Though the entries contain pictures, the copy you make should hold only the rest, exactly as written.

### Data
++++++
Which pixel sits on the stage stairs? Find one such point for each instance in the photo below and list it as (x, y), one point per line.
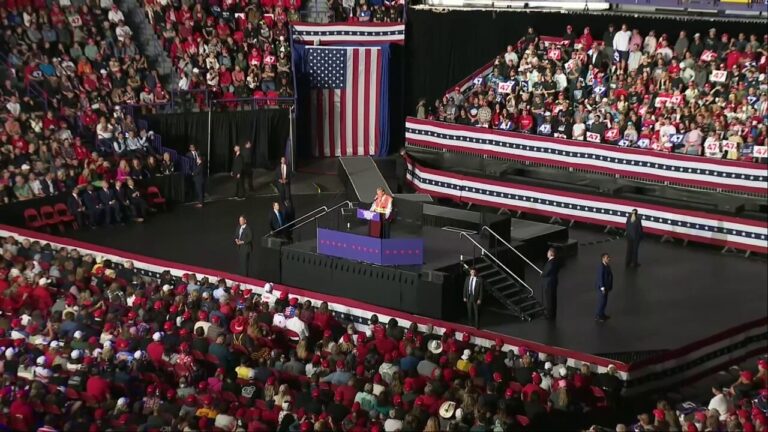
(513, 295)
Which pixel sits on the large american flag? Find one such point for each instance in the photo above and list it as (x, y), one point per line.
(348, 33)
(345, 92)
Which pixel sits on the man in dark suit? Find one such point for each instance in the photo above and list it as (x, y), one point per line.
++++++
### Worked solution
Which pixel sits on the stage stairs? Find one such point for each instance in the photo below and list it as (x, y), one point per line.
(513, 295)
Which pixel sits on the large american flag? Find one such point for each instance in the photo above and list it as (x, y), one point per line.
(348, 33)
(345, 92)
Which pixel sits on the man in dark suit? Find one such point for each instance in the photo above and list it as (x, y), one point per line.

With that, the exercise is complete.